Written task
Convert all the entries below into a numbered list, leaving out any blank lines.

Data records
■ ■ ■ ■ ■ ■ ■
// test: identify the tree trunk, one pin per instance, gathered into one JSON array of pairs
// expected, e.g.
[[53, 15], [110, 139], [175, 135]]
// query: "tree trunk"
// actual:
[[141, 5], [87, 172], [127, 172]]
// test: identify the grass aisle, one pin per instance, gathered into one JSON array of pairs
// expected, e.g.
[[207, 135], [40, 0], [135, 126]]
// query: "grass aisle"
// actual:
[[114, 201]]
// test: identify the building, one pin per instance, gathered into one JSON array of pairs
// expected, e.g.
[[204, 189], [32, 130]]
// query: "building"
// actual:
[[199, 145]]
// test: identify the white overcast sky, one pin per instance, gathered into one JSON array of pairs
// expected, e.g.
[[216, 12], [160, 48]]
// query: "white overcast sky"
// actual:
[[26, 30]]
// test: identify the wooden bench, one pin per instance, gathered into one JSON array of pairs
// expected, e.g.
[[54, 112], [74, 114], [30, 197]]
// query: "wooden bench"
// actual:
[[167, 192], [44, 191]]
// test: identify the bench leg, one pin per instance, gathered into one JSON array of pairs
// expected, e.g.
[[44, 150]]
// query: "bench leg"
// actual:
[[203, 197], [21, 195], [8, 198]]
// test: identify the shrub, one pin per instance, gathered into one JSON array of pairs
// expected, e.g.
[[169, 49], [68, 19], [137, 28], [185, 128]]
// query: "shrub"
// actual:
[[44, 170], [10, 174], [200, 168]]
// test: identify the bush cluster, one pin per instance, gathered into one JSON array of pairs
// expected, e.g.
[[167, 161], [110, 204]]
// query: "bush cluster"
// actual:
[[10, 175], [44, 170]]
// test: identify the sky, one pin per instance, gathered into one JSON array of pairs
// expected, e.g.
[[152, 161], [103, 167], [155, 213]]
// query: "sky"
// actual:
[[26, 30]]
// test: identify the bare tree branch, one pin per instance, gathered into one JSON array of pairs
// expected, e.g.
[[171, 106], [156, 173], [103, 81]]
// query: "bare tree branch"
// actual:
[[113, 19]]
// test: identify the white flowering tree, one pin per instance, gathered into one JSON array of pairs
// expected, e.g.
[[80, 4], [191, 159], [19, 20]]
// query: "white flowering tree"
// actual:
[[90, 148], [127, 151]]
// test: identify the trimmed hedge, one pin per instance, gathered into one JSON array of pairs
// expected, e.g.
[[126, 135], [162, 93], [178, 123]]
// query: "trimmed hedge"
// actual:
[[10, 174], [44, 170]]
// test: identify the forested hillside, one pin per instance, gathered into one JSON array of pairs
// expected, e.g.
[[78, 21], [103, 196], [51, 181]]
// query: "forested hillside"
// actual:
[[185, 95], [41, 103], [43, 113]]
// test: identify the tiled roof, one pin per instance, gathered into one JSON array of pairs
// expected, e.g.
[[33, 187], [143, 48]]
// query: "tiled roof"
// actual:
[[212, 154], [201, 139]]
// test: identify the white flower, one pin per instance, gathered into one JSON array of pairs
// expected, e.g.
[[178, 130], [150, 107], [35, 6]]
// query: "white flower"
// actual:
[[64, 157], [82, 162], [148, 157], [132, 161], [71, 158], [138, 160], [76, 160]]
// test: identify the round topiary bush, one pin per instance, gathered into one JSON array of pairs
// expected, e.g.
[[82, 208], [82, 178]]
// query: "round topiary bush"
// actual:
■ ■ ■ ■ ■ ■ ■
Reply
1. // test: identify the tree trunk, one pin per instance, gathered into one JSON array of pairs
2. // expected, e.g.
3. [[53, 15], [110, 139], [175, 135]]
4. // query: "tree trunk"
5. // actual:
6. [[141, 5], [87, 172], [127, 172]]
7. // test: identify the grass aisle, one pin per instance, gathered into one JSON array of pairs
8. // expected, e.g.
9. [[207, 135], [40, 0], [135, 126]]
10. // query: "grass aisle"
11. // actual:
12. [[114, 201]]
13. // test: identify the building, one pin per instance, gathered into one JSON array of pairs
14. // expected, e.g.
15. [[204, 189], [32, 130]]
16. // query: "building"
17. // actual:
18. [[199, 145]]
19. // test: identify the white overcast sky, one pin per instance, gathered into one JSON array of pairs
20. // expected, e.g.
21. [[216, 12], [160, 48]]
22. // query: "white overcast sky"
23. // actual:
24. [[26, 30]]
25. // test: identify the wooden bench, one pin per instance, gathered into one JSON array of pairs
26. // expected, e.g.
27. [[54, 112], [74, 114], [30, 197]]
28. // query: "wooden bench"
29. // actual:
30. [[167, 192], [44, 191]]
31. // test: identify the bench leg, one pin per instance, gathered into one JSON array of pairs
32. // expected, e.g.
33. [[44, 150]]
34. // query: "bench leg"
35. // actual:
36. [[203, 197], [21, 195], [8, 198]]
37. // test: identify the shrub, one pin per instance, gathered into one JSON array of pairs
38. // expected, e.g.
39. [[169, 49], [68, 19], [137, 28], [185, 128]]
40. // query: "shrub"
41. // actual:
42. [[44, 170], [10, 174], [200, 168]]
43. // test: identify the bush cluster, one pin per instance, gathered into one JSON array of pairs
44. // expected, e.g.
45. [[167, 161], [110, 204]]
46. // query: "bush cluster"
47. // actual:
48. [[10, 175], [44, 170]]
49. // test: identify the sky, one pin per instance, gathered into one JSON array of pairs
50. // expected, e.g.
51. [[152, 161], [103, 167], [155, 213]]
52. // query: "sky"
53. // actual:
54. [[26, 30]]
55. // test: identify the bare tree branch, one pin per instance, gathered into one JSON array of pairs
56. // expected, e.g.
57. [[171, 106], [156, 173], [103, 81]]
58. // query: "bare tree branch"
59. // actual:
60. [[113, 19]]
61. // test: identify the white flowering tree, one pin per instance, gathered into one JSON array of pairs
62. // expected, e.g.
63. [[80, 4], [191, 159], [19, 20]]
64. // query: "white flowering tree"
65. // actual:
66. [[90, 148], [127, 151]]
67. // test: identify the trimmed hedge, one pin per instance, gathered into one JSON array of pairs
68. // expected, e.g.
69. [[126, 135], [162, 93], [178, 123]]
70. // query: "trimmed hedge"
71. // actual:
72. [[10, 174], [44, 170]]
73. // test: identify the forested hillside, one pin per instance, gathered into one JSON array of pairs
74. // expected, e.g.
75. [[78, 21], [103, 196], [51, 181]]
76. // query: "forested hillside"
77. // actual:
78. [[185, 95], [41, 103], [43, 113]]
79. // test: identify the tiled roof, one pin per instance, gathered into one JSON array of pairs
80. // expected, e.g.
81. [[33, 187], [143, 48]]
82. // query: "tiled roof"
83. // actual:
84. [[212, 154], [201, 139]]
85. // test: identify the white flower, one pin per instance, gathered into one JSON array of pairs
86. // expected, e.g.
87. [[178, 130], [150, 107], [35, 6]]
88. // query: "white flower"
89. // actual:
90. [[64, 157], [82, 162], [148, 157], [132, 161], [71, 158], [138, 160], [76, 160]]
91. // test: identify the round topiary bush, one pin per instance, gathered into one JSON array of pairs
92. // expected, e.g.
93. [[82, 208], [82, 178]]
94. // query: "round topiary bush"
95. // actual:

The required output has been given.